======== Extract provided

Ex-10.4 Amendment No. 5 to Lease dated August 15, 2008

Contract Categories: Real Estate - Lease Agreements
EX-10.4 2 b73036niexv10w4.htm EX-10.4 AMENDMENT NO. 5 TO LEASE DATED AUGUST 15, 2008 exv10w4
Exhibit 10.4
Amendment #5 to Lease
1. Parties.
     This Amendment, dated as of August 15, 2008, is between 400 Minuteman LLC (“Landlord”), and NaviSite, Inc. (“Tenant”).
2. Recitals.
     2.1 Landlord’s predecessor in interest, 400 Minuteman Limited Partnership, and Tenant entered into a lease, dated as of May 14, 1999, for space in the building at 400 Minuteman Road, Andover, Massachusetts (the “Building) (as now or hereafter amended or extended, the “Lease”). Unless otherwise defined, terms in this Amendment have the same meanings as those in the Lease.

================
======== Provided information

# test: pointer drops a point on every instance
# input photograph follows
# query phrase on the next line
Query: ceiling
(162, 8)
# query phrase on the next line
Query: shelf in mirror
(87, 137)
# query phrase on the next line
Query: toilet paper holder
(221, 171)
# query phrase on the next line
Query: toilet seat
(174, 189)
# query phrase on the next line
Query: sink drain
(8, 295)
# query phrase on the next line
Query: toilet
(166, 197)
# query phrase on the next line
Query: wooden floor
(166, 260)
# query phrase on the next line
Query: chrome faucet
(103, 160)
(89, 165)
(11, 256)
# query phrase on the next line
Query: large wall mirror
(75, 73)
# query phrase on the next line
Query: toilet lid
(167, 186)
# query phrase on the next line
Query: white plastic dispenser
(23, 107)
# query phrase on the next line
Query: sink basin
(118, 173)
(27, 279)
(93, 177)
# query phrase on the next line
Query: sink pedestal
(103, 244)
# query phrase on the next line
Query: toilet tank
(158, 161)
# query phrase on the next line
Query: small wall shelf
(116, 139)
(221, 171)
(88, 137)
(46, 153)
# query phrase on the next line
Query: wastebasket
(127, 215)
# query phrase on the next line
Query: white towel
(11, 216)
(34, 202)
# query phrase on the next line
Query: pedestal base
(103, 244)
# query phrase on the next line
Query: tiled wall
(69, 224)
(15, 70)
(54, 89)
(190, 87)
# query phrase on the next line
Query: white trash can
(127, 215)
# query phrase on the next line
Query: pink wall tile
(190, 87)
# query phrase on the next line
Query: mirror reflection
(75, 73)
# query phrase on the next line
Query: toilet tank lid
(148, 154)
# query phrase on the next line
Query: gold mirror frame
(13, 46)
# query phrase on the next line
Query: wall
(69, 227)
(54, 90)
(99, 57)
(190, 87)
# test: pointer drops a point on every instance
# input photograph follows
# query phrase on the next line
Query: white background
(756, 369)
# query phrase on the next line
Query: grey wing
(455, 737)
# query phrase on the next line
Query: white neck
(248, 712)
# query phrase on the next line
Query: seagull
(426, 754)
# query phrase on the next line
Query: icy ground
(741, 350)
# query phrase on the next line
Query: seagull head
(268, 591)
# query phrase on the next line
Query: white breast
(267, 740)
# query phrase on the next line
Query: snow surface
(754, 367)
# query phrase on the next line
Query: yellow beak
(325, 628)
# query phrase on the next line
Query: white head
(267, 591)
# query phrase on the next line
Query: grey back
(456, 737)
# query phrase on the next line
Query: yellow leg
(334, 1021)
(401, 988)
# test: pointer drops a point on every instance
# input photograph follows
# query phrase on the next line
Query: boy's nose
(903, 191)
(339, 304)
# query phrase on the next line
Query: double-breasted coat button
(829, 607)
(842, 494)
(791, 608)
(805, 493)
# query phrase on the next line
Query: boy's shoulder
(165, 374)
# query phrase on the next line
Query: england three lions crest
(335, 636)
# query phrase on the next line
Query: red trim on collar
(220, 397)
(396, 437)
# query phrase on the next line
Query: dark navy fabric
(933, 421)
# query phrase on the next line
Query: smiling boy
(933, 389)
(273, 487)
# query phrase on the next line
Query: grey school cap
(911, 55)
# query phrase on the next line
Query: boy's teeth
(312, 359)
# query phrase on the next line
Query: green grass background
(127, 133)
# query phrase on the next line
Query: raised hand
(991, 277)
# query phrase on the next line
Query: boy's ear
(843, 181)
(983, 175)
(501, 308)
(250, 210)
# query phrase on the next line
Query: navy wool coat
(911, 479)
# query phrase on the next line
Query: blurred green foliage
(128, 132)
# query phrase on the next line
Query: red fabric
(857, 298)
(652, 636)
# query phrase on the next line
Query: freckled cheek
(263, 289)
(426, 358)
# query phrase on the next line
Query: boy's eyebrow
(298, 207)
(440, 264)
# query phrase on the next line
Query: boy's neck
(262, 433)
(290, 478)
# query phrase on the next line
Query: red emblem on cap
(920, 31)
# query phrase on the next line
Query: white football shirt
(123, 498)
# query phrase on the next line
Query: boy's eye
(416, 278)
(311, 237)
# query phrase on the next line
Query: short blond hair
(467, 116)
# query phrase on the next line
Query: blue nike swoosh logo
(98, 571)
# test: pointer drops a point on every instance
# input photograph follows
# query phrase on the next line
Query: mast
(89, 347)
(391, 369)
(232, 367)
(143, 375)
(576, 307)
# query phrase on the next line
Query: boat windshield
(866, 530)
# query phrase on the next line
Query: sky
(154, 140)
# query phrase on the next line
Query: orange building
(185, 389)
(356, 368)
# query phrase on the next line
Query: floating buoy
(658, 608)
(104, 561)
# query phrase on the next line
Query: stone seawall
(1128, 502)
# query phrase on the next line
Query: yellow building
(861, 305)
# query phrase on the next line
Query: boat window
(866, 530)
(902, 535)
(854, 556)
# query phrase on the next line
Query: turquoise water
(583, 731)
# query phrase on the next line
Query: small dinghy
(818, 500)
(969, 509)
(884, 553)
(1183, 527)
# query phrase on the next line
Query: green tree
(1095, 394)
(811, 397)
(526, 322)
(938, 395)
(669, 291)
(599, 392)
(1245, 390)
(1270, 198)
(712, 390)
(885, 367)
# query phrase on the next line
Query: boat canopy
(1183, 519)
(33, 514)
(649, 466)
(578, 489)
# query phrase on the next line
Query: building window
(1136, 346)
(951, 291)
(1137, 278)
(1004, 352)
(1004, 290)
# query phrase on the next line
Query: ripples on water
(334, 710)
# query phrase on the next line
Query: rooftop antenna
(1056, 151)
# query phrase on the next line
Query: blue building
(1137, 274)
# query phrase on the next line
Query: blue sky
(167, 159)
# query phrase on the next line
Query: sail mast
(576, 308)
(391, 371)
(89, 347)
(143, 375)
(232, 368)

================

* Task statement:
Reproduce word for word the part of the lease amendment that opens with the words containing "Contract Categories: Real" and closes with "1. Parties.". Rely on the lease amendment alone.

* Solution below:
Contract Categories: Real Estate - Lease Agreements
EX-10.4 2 b73036niexv10w4.htm EX-10.4 AMENDMENT NO. 5 TO LEASE DATED AUGUST 15, 2008 exv10w4
Exhibit 10.4
Amendment #5 to Lease
1. Parties.